[DATA ENTRIES start]

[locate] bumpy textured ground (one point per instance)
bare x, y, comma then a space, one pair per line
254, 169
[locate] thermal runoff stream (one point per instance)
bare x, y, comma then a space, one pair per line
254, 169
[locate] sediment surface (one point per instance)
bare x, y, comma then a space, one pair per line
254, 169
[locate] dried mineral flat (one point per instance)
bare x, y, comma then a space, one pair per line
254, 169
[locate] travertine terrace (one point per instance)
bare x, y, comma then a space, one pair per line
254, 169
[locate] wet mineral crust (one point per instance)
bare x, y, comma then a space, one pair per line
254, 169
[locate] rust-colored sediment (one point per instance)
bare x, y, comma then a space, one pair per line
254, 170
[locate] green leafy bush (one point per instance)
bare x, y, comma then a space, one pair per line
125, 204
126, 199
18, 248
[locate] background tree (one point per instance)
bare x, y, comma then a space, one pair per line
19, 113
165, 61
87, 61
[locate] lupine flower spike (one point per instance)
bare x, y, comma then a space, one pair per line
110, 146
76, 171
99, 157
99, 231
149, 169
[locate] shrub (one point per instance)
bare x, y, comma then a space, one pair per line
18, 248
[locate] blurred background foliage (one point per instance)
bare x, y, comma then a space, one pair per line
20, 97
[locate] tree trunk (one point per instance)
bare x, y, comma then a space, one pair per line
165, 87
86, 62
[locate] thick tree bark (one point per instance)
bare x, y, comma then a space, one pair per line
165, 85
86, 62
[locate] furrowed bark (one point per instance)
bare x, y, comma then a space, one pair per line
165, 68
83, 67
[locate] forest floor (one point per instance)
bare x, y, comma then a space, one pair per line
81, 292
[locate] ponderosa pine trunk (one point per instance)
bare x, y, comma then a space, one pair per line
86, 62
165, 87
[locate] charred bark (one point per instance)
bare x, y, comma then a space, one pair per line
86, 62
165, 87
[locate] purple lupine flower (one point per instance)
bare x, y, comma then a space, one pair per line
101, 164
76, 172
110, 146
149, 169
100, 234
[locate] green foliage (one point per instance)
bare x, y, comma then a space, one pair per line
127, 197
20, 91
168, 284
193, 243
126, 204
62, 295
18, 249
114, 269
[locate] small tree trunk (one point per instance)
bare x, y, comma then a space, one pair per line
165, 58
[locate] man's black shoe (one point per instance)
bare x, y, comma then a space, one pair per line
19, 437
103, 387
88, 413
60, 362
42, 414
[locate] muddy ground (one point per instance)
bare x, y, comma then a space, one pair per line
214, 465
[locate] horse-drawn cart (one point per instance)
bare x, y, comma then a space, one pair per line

[DATA ENTRIES end]

TASK INSTRUCTIONS: Can you edit the rows above so that each "one point per instance" reads "one point for each instance" and nothing else changes?

EXPECTED OUTPUT:
[locate] bumpy textured ground (one point for each instance)
bare x, y, comma then a space, one pair per line
254, 169
[locate] thermal runoff stream (one point for each instance)
bare x, y, comma then a space, one pair per line
254, 169
[locate] sediment surface (one point for each instance)
bare x, y, comma then a space, one pair per line
254, 169
[locate] dried mineral flat (one point for each instance)
bare x, y, comma then a space, one pair per line
254, 169
[locate] travertine terrace (one point for each instance)
bare x, y, comma then a space, one pair per line
254, 169
[locate] wet mineral crust (one point for each instance)
bare x, y, comma then a space, one pair per line
254, 169
[locate] rust-colored sediment (one point for each instance)
bare x, y, comma then a space, one pair per line
254, 170
[locate] green leafy bush (one point for each instance)
bare x, y, comma then a space, one pair per line
125, 204
126, 199
18, 248
[locate] background tree (one point for each instance)
bare x, y, comma then a space, one pair per line
19, 113
165, 61
87, 61
[locate] lupine flower spike (one point for each instance)
bare x, y, comma then a space, one pair per line
110, 146
76, 171
99, 157
99, 231
149, 169
[locate] shrub (one point for each instance)
bare x, y, comma then a space, one pair per line
18, 248
[locate] blurred background foliage (one point for each instance)
bare x, y, comma then a space, one pair per line
20, 97
[locate] tree trunk (one point for each instance)
bare x, y, comma then a space, one pair per line
165, 87
86, 62
[locate] thick tree bark (one point for each instance)
bare x, y, comma then a space, one pair per line
165, 85
86, 62
[locate] furrowed bark (one point for each instance)
bare x, y, comma then a space, one pair per line
165, 68
83, 67
[locate] forest floor (one point for each instance)
bare x, y, comma then a space, one pair per line
81, 292
[locate] ponderosa pine trunk (one point for each instance)
bare x, y, comma then a space, one pair per line
86, 62
165, 87
[locate] charred bark (one point for each instance)
bare x, y, comma then a space, one pair per line
86, 62
165, 87
[locate] purple lupine flower (one point for each instance)
bare x, y, comma then a space, one pair per line
101, 164
76, 172
110, 146
149, 169
100, 234
[locate] green foliage (one point for each instance)
bare x, y, comma then a space, one pair per line
127, 197
20, 91
168, 284
193, 243
126, 204
62, 295
18, 249
114, 269
[locate] small tree trunk (one point for each instance)
bare x, y, comma then a space, one pair per line
165, 58
[locate] man's black shoe (one point for each instance)
bare x, y, comma then a space, one pair per line
19, 437
103, 387
88, 413
60, 362
42, 414
[locate] muddy ground (one point for each instance)
bare x, y, comma then a space, one pair per line
214, 465
[locate] horse-drawn cart (one point for each instance)
bare x, y, comma then a space, one pair per line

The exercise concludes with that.